WHAT YOU SHOULD DO
Nothing but an exact reproduction of the records, pictures excluded, should be returned.

[Region pointing data]
********

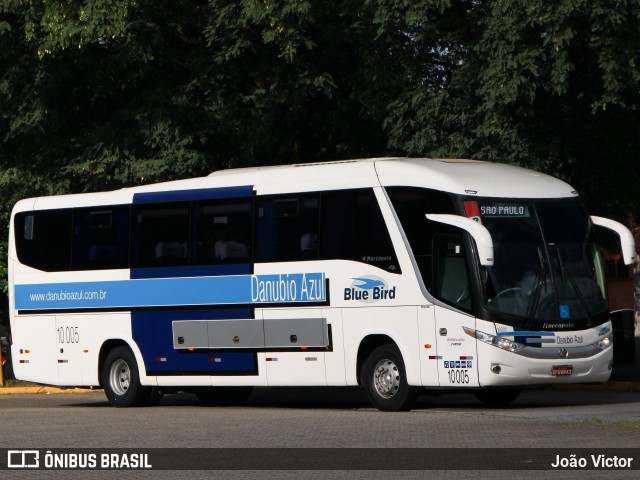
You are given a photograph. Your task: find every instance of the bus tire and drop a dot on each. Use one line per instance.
(121, 379)
(385, 380)
(223, 395)
(497, 397)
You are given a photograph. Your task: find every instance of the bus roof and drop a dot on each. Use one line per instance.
(459, 176)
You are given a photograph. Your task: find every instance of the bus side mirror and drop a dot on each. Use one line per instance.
(626, 238)
(480, 234)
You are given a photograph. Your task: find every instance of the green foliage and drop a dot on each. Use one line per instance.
(99, 94)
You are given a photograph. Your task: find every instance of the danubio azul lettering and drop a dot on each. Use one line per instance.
(160, 292)
(288, 288)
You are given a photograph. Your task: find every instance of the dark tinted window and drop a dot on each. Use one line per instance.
(43, 239)
(345, 224)
(287, 227)
(161, 235)
(411, 206)
(101, 238)
(353, 228)
(223, 230)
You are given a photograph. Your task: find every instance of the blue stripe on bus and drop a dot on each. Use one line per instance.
(191, 271)
(189, 195)
(171, 292)
(523, 333)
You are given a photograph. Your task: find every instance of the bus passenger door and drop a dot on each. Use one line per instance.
(457, 355)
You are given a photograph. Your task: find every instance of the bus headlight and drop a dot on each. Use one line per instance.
(605, 343)
(500, 342)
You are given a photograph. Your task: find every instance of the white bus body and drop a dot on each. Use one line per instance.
(390, 273)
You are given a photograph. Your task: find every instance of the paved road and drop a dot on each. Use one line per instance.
(326, 418)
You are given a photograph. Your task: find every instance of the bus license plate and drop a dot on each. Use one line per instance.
(562, 370)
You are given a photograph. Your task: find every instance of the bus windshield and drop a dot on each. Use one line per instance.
(547, 268)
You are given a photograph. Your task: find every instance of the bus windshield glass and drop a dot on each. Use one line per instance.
(547, 269)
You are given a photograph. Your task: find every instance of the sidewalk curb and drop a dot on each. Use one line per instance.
(608, 387)
(47, 390)
(43, 389)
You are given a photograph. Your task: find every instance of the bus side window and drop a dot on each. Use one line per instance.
(161, 235)
(43, 239)
(451, 273)
(223, 230)
(287, 228)
(352, 228)
(101, 238)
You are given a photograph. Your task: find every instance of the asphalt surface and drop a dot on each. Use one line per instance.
(330, 419)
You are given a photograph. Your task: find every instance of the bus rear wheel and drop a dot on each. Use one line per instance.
(121, 380)
(385, 380)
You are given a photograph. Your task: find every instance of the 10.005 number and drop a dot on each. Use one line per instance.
(458, 376)
(68, 335)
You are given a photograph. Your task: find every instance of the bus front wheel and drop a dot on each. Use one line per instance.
(121, 380)
(385, 380)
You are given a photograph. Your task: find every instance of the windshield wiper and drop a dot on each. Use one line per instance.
(536, 291)
(564, 275)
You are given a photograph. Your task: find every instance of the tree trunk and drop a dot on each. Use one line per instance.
(636, 293)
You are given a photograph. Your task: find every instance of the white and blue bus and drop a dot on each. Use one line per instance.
(393, 274)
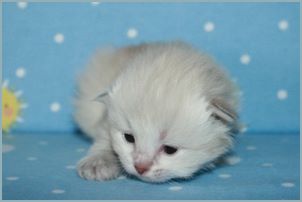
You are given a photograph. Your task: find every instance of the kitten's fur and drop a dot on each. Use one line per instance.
(163, 94)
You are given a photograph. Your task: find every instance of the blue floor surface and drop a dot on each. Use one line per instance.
(42, 166)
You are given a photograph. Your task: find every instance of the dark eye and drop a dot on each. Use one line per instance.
(129, 138)
(169, 150)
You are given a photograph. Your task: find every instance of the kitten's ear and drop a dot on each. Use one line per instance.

********

OUTPUT FOR THIS EXERCISE
You are given a photograph. Your task: find every instance of the bus tire and drop a dot on each. Use one line per instance.
(121, 379)
(385, 380)
(223, 395)
(497, 397)
You are given a photograph. Your task: find every instance of the bus roof and drop a dot on each. Use one line per instance.
(459, 176)
You are given a photograph. Your task: find every instance of the bus side mirror and drop a dot on each. Use one line per instance.
(626, 238)
(480, 234)
You are given a photograph. Your task: find every instance of the green foliage and drop a dot on each. Use one line per instance.
(99, 94)
You are given a photograph. Your task: find every instance of the danubio azul lettering and drop a dot on each. Use one line per instance.
(160, 292)
(288, 288)
You are given a photograph. Your task: find every instance of the dark tinted window and drop a dot on each. Use one line per instance.
(43, 239)
(345, 224)
(287, 227)
(161, 235)
(411, 206)
(101, 238)
(353, 228)
(223, 230)
You are given a photograph. Your task: find every instance of the blue stripe on bus and drop a dot on each. Use one line per instance.
(191, 271)
(189, 195)
(171, 292)
(523, 333)
You are given a photograph. Your task: find every instance of the bus passenger door and drop a dot on each. Use one line per instance.
(457, 355)
You are given a photograph. Your task: find every instance of the bus headlight and drop a dot on each. Use one line per instance.
(605, 343)
(500, 342)
You are given a photograph. Your task: find every instance of the white bus body and drop a dot on each. Use one line per instance.
(390, 273)
You are given a photograph. Your task: find every instance of the paved road and drop a dot on each. Use one line per instance.
(326, 418)
You are given a photograph. Your task: find every instance of the bus license plate and drop a dot on each. Use one line per instance.
(562, 370)
You are given a photograph. Your task: find every instance of the bus windshield and drop a dot on each. Use one line per instance.
(547, 268)
You are given a photograph. Your task: find every instance of the bus windshield glass and drop a dot on each. Use one line per instance.
(547, 269)
You are given a photograph. Your task: find every instance of the sidewalk curb and drop a dot on each. Use one line per instance.
(608, 387)
(47, 390)
(43, 389)
You are given a photograph. Your task: find every instance of the bus side window and drop a dot on each. Use one line per instance.
(161, 235)
(43, 239)
(451, 273)
(223, 230)
(287, 228)
(352, 228)
(101, 238)
You are given a photograph. Your task: find every instance of the asphalt surface and drop a dot on each. Use one line per instance.
(330, 419)
You are given a photograph. Your task: find every instance of the bus rear wheel and drop a dot on each. Use one line per instance.
(121, 380)
(385, 380)
You are given a photograph. Your task: find every instance of the 10.005 number and drop a dot on each. Use one line per instance.
(458, 376)
(68, 335)
You are given a photograph. Your task: find every instance of the bus front wheel and drop a dot on each. Use one line per instance.
(121, 380)
(385, 380)
You are given a photograph. Your task: find every instance of the windshield wiper and drop a dot on each. Use one line per instance.
(536, 291)
(564, 275)
You are given a photograph. Your task: find every instance of the tree trunk and drop a dot on each. Use one line per instance.
(636, 293)
You are given a photograph. Your task: find every instance of the white and blue bus and drop a dot on each. Use one line per instance.
(393, 274)
You are given a photograph. Your task: find every instance of the kitten's fur and drop a dot on each. Use one line per instance.
(163, 94)
You are given a photograph. Your task: find every instance of the blue floor surface and drop a dot on each. Use one line per instance.
(42, 166)
You are given a photograph. Your task: find every instance of the dark eye and drop a dot on each. Use one line per instance.
(129, 138)
(169, 150)
You are given a photograph. Your task: find every instance of the kitten's ear and drop a dot on each. Use one line per instance.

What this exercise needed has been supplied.